== Work required ==
Copy nothing from the entries below except the lines from the one containing "Target: suit sleeve" through the one containing "Target: woman's hair", and copy those exactly.

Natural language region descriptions

*** Block opens ***

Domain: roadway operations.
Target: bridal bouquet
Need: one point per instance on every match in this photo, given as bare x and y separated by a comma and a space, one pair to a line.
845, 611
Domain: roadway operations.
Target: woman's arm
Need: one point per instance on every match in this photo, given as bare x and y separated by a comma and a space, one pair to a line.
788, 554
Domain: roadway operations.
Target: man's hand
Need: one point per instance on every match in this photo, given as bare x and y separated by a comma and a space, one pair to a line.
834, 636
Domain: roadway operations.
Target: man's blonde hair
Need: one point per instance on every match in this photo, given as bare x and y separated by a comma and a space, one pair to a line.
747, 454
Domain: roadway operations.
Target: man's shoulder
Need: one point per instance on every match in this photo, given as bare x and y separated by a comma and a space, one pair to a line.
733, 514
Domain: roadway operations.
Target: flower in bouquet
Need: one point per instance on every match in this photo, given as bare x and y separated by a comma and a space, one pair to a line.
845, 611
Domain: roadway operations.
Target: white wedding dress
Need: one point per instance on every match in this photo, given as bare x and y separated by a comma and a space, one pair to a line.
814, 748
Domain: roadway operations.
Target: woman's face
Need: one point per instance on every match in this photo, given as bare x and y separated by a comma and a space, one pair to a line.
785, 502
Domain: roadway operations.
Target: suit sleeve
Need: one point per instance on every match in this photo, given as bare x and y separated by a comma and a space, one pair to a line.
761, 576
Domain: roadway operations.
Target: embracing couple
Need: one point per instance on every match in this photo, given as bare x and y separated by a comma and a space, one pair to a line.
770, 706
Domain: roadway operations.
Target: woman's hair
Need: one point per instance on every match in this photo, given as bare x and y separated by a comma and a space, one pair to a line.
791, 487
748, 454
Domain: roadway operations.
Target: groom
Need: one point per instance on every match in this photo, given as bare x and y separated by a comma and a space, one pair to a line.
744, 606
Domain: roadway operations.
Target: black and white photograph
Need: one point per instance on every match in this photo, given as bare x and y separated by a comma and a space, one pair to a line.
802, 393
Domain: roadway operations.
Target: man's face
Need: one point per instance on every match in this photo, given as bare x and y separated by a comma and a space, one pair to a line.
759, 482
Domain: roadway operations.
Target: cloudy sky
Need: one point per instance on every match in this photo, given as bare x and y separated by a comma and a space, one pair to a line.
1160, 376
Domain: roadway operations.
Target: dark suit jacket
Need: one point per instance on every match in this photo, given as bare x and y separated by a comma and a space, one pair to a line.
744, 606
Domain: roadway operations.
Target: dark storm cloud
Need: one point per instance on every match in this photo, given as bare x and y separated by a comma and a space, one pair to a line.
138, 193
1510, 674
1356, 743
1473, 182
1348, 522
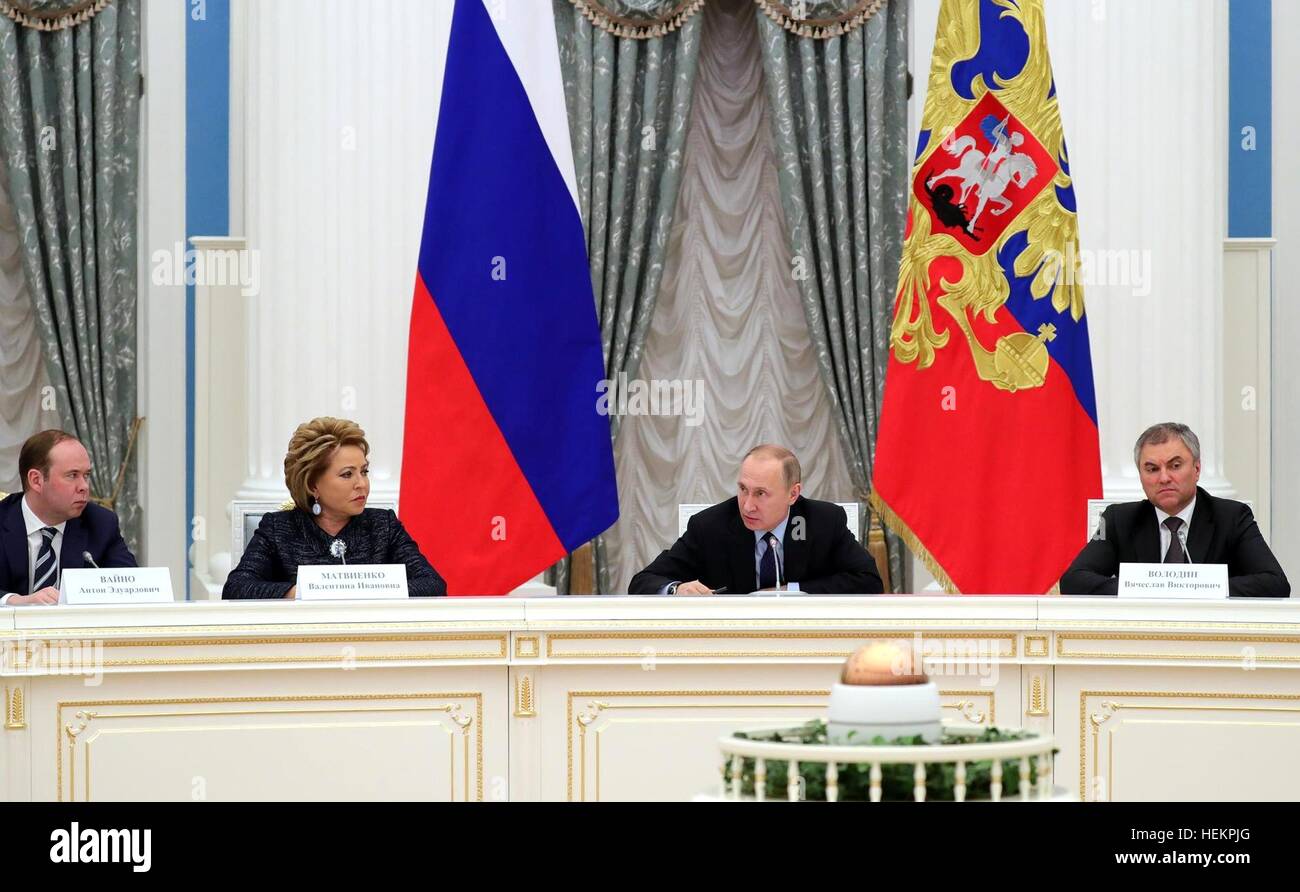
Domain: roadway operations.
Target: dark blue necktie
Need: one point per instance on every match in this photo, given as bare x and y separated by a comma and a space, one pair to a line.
767, 563
47, 562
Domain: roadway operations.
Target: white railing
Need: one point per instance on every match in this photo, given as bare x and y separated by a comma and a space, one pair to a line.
762, 753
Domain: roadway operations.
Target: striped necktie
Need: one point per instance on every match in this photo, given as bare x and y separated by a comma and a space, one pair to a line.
767, 563
47, 562
1175, 554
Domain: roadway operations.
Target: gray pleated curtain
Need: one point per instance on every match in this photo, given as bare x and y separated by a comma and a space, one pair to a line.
836, 74
69, 141
840, 122
628, 102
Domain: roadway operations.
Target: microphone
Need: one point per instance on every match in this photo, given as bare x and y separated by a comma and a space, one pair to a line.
338, 548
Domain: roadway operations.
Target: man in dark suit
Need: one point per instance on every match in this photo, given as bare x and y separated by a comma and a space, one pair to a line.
765, 537
52, 523
1177, 523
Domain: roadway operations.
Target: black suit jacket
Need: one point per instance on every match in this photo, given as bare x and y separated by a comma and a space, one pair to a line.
1221, 532
95, 531
718, 550
287, 540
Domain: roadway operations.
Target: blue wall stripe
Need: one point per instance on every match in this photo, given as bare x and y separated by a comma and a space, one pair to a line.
1249, 104
207, 180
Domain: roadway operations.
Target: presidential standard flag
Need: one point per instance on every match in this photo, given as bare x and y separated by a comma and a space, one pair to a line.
988, 449
507, 462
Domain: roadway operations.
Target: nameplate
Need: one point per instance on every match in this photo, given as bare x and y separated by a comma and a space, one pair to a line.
125, 585
351, 583
1200, 581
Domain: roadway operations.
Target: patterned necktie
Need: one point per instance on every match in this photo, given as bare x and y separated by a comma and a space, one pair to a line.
767, 563
47, 562
1175, 554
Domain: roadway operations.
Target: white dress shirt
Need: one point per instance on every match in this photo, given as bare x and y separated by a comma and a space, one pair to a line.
761, 548
34, 525
1183, 532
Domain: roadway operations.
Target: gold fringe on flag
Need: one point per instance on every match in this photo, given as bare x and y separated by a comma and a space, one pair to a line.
902, 531
52, 20
819, 29
620, 26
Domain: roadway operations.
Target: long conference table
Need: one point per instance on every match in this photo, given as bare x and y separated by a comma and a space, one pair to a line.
609, 698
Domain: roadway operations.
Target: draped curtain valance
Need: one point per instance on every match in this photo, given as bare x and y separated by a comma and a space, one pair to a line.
644, 20
51, 14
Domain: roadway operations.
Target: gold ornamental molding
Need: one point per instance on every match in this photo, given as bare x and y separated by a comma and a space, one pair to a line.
1064, 639
524, 705
14, 710
969, 709
163, 635
528, 646
611, 17
1108, 708
20, 654
807, 20
52, 14
1038, 708
651, 639
69, 734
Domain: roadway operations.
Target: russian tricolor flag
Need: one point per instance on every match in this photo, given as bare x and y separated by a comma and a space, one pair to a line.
507, 464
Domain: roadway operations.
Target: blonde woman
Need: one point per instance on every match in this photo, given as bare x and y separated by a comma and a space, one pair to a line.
328, 475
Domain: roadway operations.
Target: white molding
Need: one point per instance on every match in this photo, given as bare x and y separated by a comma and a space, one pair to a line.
161, 310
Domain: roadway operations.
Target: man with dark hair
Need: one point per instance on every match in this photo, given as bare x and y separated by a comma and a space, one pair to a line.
51, 524
766, 537
1177, 523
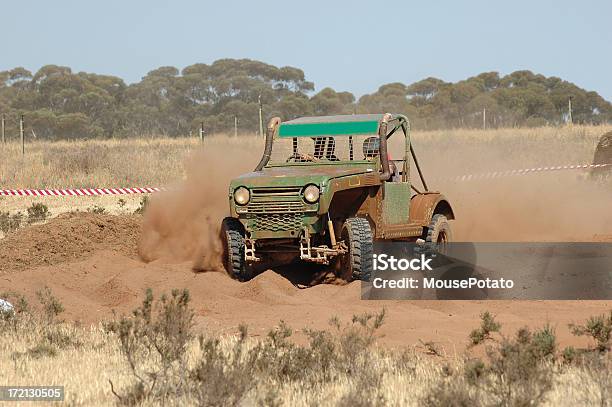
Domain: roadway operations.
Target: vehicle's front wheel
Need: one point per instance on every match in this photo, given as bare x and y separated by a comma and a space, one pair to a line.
439, 234
232, 238
357, 264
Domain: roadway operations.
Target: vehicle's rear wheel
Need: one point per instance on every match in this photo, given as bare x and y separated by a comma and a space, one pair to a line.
439, 233
357, 264
232, 237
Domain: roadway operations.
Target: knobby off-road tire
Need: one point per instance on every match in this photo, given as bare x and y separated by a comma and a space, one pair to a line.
232, 238
439, 233
357, 264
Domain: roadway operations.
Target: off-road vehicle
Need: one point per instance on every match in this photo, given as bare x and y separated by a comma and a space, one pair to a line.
325, 189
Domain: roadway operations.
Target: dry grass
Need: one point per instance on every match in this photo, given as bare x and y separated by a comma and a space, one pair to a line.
340, 366
159, 161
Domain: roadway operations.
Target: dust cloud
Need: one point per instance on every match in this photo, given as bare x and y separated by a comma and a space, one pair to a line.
182, 223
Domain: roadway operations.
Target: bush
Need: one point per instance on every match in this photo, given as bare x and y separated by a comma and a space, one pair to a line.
38, 212
599, 328
155, 338
10, 223
51, 306
516, 372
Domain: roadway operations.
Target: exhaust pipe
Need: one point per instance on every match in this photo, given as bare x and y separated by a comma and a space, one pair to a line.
272, 125
384, 158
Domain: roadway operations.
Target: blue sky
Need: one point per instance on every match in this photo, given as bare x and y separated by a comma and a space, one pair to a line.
348, 45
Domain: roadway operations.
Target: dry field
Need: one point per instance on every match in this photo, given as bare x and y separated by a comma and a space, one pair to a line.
100, 264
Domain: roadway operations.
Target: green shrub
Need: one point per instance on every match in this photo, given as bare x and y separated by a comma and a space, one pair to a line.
10, 223
599, 328
142, 206
488, 325
97, 209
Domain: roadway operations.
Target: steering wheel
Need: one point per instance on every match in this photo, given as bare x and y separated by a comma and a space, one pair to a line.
301, 157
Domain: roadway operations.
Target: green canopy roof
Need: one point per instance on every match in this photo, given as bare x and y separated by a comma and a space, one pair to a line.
341, 125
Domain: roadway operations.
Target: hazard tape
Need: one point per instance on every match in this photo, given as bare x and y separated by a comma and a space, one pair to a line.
78, 191
510, 173
148, 190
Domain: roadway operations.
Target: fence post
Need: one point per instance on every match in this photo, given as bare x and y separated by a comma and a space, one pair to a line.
22, 135
484, 118
260, 116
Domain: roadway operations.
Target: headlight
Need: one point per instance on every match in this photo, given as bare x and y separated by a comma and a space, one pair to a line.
242, 196
311, 193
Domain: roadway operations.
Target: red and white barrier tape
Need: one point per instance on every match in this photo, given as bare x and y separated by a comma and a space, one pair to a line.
510, 173
77, 191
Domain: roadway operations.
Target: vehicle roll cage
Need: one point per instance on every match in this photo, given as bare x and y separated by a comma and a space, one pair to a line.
397, 121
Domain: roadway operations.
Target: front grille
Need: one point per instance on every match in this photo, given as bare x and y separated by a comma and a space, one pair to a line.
275, 207
277, 222
276, 200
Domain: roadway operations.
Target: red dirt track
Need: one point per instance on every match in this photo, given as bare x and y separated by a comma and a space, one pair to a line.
90, 262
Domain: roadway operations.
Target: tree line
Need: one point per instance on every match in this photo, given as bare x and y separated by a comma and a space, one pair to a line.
61, 104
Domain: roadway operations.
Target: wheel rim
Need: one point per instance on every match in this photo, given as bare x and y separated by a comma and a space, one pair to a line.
344, 269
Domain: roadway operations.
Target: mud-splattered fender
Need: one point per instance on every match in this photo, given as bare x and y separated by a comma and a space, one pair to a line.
424, 206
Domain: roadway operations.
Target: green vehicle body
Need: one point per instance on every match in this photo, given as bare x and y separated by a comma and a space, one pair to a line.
279, 220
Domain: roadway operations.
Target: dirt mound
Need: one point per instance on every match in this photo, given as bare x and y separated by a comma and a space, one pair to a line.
67, 238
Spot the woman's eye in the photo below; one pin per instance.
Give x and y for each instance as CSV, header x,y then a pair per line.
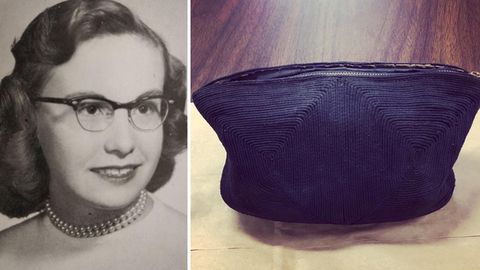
x,y
92,108
147,108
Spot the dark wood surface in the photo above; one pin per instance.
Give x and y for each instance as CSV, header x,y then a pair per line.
x,y
234,35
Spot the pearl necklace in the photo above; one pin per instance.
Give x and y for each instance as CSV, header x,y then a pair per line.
x,y
99,229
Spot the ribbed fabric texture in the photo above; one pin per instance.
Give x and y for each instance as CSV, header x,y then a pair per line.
x,y
340,149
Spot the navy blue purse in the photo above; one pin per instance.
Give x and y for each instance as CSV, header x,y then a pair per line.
x,y
340,143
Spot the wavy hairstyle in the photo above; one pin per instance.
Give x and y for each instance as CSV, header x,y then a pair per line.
x,y
50,40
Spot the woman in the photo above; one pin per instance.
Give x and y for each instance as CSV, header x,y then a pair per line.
x,y
91,120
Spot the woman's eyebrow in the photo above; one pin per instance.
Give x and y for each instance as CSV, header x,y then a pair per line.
x,y
152,92
83,94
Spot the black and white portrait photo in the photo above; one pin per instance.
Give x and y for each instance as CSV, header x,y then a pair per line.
x,y
93,134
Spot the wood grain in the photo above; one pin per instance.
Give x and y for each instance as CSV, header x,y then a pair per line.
x,y
234,35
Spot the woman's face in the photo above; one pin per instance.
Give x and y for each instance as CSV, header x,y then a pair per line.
x,y
104,169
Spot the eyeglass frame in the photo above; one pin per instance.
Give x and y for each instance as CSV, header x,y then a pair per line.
x,y
75,101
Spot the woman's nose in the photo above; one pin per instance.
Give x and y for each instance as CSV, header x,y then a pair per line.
x,y
120,140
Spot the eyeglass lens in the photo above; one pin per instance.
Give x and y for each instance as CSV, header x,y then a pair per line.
x,y
97,115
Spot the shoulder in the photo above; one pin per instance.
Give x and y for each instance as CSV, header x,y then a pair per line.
x,y
171,232
20,239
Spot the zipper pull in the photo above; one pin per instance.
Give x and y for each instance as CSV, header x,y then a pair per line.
x,y
475,73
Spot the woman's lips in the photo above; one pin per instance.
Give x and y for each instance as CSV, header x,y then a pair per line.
x,y
116,174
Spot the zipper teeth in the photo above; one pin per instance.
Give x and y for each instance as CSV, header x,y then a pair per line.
x,y
360,73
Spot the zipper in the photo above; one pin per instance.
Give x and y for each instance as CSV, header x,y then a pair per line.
x,y
396,69
368,74
475,73
303,71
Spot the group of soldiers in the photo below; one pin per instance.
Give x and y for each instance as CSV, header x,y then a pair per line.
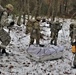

*** Block closes ***

== Result of this exercise ==
Target: suit sleeve
Need: one point per instance on every match in this photo, given as bare x and y separated by a comma and a space, one pair to a line.
761, 576
Domain: roadway operations.
Target: embracing couple
Need: one point per instance on every match in this photo, given as bare x and y separated by a comma and a space, one pair to a line.
770, 706
Domain: roadway operations.
Target: woman's hair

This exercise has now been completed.